(Items from a data source)
◇ ◇ ◇
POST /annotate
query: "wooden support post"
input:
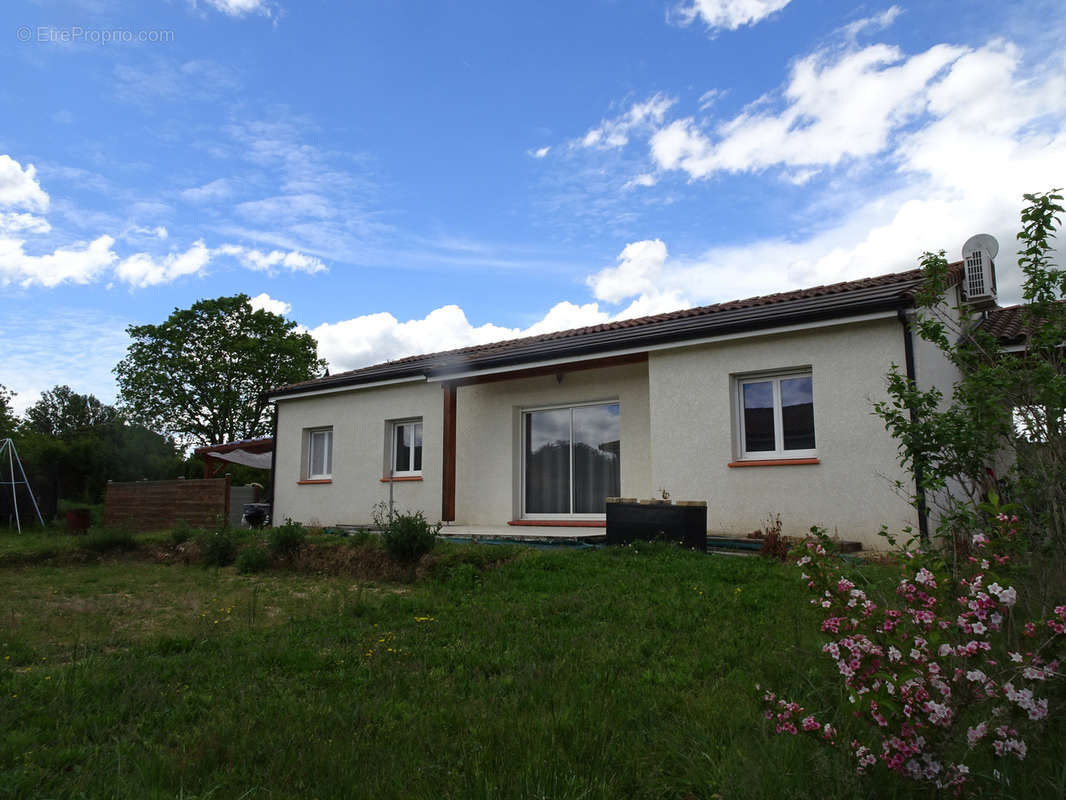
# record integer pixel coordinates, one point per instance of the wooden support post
(448, 468)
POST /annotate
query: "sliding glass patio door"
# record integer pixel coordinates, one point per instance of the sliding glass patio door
(570, 460)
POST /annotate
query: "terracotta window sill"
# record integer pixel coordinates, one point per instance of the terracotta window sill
(560, 523)
(774, 462)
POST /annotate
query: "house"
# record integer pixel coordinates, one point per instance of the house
(759, 406)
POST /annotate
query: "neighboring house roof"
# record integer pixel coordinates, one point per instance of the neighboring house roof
(848, 299)
(1006, 324)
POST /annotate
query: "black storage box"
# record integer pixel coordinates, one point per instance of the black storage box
(684, 523)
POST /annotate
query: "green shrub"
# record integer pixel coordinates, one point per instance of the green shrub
(285, 540)
(217, 547)
(252, 559)
(107, 540)
(408, 537)
(181, 532)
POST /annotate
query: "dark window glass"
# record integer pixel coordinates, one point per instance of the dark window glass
(759, 416)
(402, 448)
(597, 472)
(417, 437)
(797, 413)
(548, 462)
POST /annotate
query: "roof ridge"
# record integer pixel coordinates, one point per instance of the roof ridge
(757, 300)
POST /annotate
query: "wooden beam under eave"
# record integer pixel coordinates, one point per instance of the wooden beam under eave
(448, 468)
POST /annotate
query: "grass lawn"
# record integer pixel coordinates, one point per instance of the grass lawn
(613, 673)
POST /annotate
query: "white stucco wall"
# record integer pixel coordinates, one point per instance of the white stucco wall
(932, 367)
(694, 438)
(487, 489)
(359, 420)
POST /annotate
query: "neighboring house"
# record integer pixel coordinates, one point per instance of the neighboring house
(759, 406)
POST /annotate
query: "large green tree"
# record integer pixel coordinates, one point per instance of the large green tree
(200, 374)
(1007, 410)
(6, 415)
(62, 412)
(73, 445)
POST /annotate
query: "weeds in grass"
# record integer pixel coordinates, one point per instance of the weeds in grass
(217, 547)
(286, 540)
(108, 540)
(252, 559)
(407, 537)
(182, 531)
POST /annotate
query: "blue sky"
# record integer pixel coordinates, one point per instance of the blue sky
(404, 177)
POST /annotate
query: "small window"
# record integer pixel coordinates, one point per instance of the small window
(776, 415)
(406, 441)
(319, 453)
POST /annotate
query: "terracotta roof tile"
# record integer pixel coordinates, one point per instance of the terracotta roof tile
(891, 288)
(1007, 324)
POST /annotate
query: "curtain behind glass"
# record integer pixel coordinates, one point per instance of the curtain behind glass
(597, 472)
(548, 462)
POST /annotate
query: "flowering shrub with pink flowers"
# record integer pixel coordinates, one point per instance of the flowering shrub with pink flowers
(939, 675)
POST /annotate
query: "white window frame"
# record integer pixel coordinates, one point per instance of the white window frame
(778, 452)
(392, 426)
(311, 434)
(521, 459)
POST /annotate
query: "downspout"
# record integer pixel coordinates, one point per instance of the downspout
(908, 350)
(273, 465)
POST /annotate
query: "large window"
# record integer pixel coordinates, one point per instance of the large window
(570, 459)
(776, 416)
(406, 444)
(319, 453)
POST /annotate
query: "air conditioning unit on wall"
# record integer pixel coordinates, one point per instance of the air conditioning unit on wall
(979, 271)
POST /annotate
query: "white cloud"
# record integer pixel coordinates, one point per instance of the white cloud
(77, 347)
(142, 269)
(12, 222)
(79, 264)
(877, 21)
(640, 267)
(612, 133)
(19, 188)
(255, 259)
(264, 302)
(241, 8)
(846, 107)
(378, 337)
(288, 207)
(215, 190)
(728, 14)
(645, 179)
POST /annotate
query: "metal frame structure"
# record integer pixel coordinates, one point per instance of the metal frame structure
(12, 461)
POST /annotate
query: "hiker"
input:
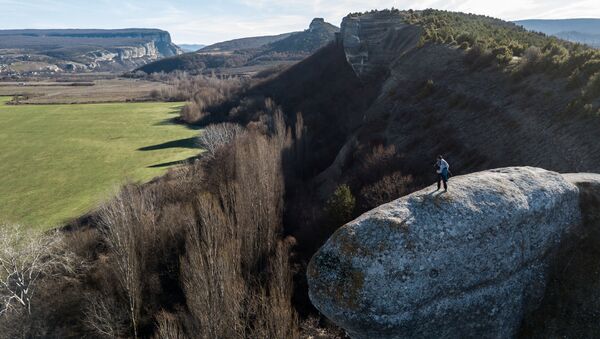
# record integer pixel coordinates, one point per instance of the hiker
(443, 171)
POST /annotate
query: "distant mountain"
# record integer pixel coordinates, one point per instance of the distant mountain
(244, 43)
(250, 55)
(190, 47)
(25, 52)
(586, 31)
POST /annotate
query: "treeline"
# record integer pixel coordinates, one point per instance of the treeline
(199, 253)
(492, 41)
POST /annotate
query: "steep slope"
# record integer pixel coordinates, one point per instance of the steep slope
(51, 51)
(586, 31)
(410, 96)
(250, 55)
(191, 47)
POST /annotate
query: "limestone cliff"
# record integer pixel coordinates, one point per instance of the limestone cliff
(84, 50)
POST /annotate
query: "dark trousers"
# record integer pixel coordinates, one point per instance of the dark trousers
(443, 178)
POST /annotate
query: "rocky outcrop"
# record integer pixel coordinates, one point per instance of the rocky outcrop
(467, 263)
(372, 41)
(105, 50)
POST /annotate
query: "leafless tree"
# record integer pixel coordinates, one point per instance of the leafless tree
(129, 223)
(169, 327)
(25, 260)
(104, 317)
(216, 136)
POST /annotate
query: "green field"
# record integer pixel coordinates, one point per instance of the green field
(59, 161)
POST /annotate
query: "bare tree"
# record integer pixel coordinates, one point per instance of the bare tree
(104, 317)
(129, 223)
(216, 136)
(169, 327)
(24, 261)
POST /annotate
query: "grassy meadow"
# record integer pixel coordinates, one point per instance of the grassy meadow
(59, 161)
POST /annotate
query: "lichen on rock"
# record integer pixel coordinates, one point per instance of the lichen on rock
(466, 263)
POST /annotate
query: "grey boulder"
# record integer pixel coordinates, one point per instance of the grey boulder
(466, 263)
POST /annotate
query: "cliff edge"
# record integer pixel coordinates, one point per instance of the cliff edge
(471, 262)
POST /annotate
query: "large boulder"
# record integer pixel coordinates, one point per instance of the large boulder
(466, 263)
◇ ◇ ◇
> _What this task involves_
Excluding the pictures, transcribe all of the entries exactly.

> _Result of the exercise_
POST /annotate
query: "wooden support post"
input:
# record integer pixel coordinates, one point per instance of the wooden support post
(448, 468)
POST /annotate
query: "sliding glass patio door"
# record integer pixel coordinates, one point per instance of the sliding glass patio door
(570, 460)
POST /annotate
query: "terracotta window sill"
# record integer pixel coordinates, one point per instance of the terracotta window sill
(560, 523)
(774, 462)
POST /annotate
query: "house"
# record integer pixel coordinates, one point per instance of the house
(759, 406)
POST /annotate
query: "neighboring house roof"
# record integer pixel coordinates, one point per instance of the neighboring house roof
(848, 299)
(1006, 324)
POST /annotate
query: "black storage box"
# record integer pixel coordinates, one point per instance of the black storage box
(684, 523)
POST /annotate
query: "green shrub"
# record integer pixel coordinates, one point per instance of the green shrub
(285, 540)
(217, 547)
(252, 559)
(107, 540)
(408, 537)
(181, 532)
POST /annotate
query: "dark window glass"
# record integer pixel coordinates, one point per instance of the dark window glass
(759, 416)
(402, 448)
(597, 472)
(417, 437)
(797, 413)
(548, 462)
POST /annotate
query: "roof ridge"
# record integer pixel coordinates, one point per instance of the roof ridge
(757, 300)
POST /annotate
query: "wooden beam under eave"
# record integer pixel coordinates, one point per instance of the wooden beam under eave
(448, 468)
POST /annotate
query: "grass lawn"
# record integer pixel coordinates, one point per instance of the grass lawn
(613, 673)
POST /annotate
query: "white stucco wall"
# record integer pixel coordinates, one point per instance of the white stucco wall
(932, 367)
(694, 438)
(487, 489)
(359, 420)
POST /annotate
query: "neighboring house"
# record integer pixel coordinates, one point per instance of the neighboring house
(759, 406)
POST /annotate
query: "large green tree"
# record integer pixel coordinates, one point per instance of the large green tree
(200, 374)
(1007, 410)
(6, 415)
(62, 412)
(73, 445)
POST /annotate
query: "weeds in grass"
# record integer pixel coordinates, one point per instance of the weeds in grass
(217, 547)
(286, 540)
(108, 540)
(252, 559)
(407, 537)
(182, 531)
POST /annotate
query: "blue sky"
# record integer pixel coordinates, one point per instance of the blue sky
(404, 177)
POST /annotate
query: "small window"
# record integer pixel coordinates, one point per instance of the small window
(776, 415)
(406, 441)
(319, 453)
POST /annotate
query: "terracotta roof tile"
# record integer pixel coordinates, one point per instance of the terracotta roof tile
(891, 288)
(1007, 324)
POST /annotate
query: "curtain behind glass"
# record integer pixel coordinates, one point per instance of the curtain behind glass
(597, 472)
(548, 462)
POST /annotate
query: "flowering shrub with pink flowers"
# record integer pixel coordinates, one point per instance of the flowering shrub with pink flowers
(939, 675)
POST /annotate
query: "white window frame"
# record integer pixel coordinates, one point per instance of the white window frame
(778, 452)
(392, 426)
(311, 434)
(521, 459)
POST /annotate
query: "downspout"
# record integer pixel coordinates, one point per instance of the downspout
(908, 350)
(273, 465)
POST /annotate
query: "large window"
# record integer pixel coordinates, one point per instance of the large window
(570, 459)
(776, 416)
(406, 444)
(319, 453)
POST /annotate
query: "air conditioning unit on wall"
# record integer pixel coordinates, one point per instance of the air conditioning unit on wall
(979, 271)
POST /annotate
query: "white cloud"
# record integer pixel coordinates, one point per instance of the white cloud
(77, 347)
(142, 269)
(12, 222)
(79, 264)
(877, 21)
(640, 267)
(612, 133)
(19, 188)
(255, 259)
(264, 302)
(241, 8)
(846, 107)
(378, 337)
(288, 207)
(215, 190)
(728, 14)
(645, 179)
POST /annotate
query: "metal frame structure"
# record integer pixel coordinates, one point per instance of the metal frame structure
(12, 461)
POST /annotate
query: "hiker"
input:
# record integer pixel coordinates, one point per instance of the hiker
(443, 171)
POST /annotate
query: "distant mountain"
# record integer pixel coordinates, one point per instance of the distant mountain
(244, 43)
(250, 55)
(190, 47)
(25, 52)
(586, 31)
POST /annotate
query: "treeline"
# record integer pixel coordinates, one point per instance of the treeline
(199, 253)
(492, 41)
POST /annotate
query: "steep slope"
# record integer pixel coordinates, one point per instance of the steep slope
(51, 51)
(586, 31)
(410, 96)
(250, 55)
(191, 47)
POST /annotate
query: "limestone cliff"
# record integer pixel coordinates, one point per instance of the limestone cliff
(84, 50)
POST /annotate
query: "dark trousers"
# record integer pixel coordinates, one point per instance of the dark trousers
(443, 178)
POST /annotate
query: "rocky outcrop"
# record integer pixel coordinates, one point per instance of the rocky outcrop
(467, 263)
(372, 41)
(105, 50)
POST /annotate
query: "leafless tree"
# record integer pixel coordinates, one point per instance of the leafless tree
(129, 223)
(169, 327)
(25, 260)
(104, 317)
(216, 136)
POST /annotate
query: "green field"
# record integer pixel coordinates, one point per instance of the green field
(59, 161)
POST /annotate
query: "bare tree"
# record integer pixel coordinates, one point per instance of the bare tree
(104, 317)
(129, 223)
(216, 136)
(169, 327)
(24, 261)
POST /annotate
query: "grassy meadow"
# record integer pixel coordinates, one point per instance of the grassy meadow
(59, 161)
POST /annotate
query: "lichen on rock"
# record integer pixel coordinates, one point per instance of the lichen on rock
(466, 263)
POST /annotate
query: "grey boulder"
# record integer pixel coordinates, one point per instance of the grey boulder
(466, 263)
POST /annotate
query: "cliff edge"
# record integer pixel coordinates, one point per instance of the cliff edge
(471, 262)
POST /annotate
query: "large boulder"
# record integer pixel coordinates, one point per instance of the large boulder
(466, 263)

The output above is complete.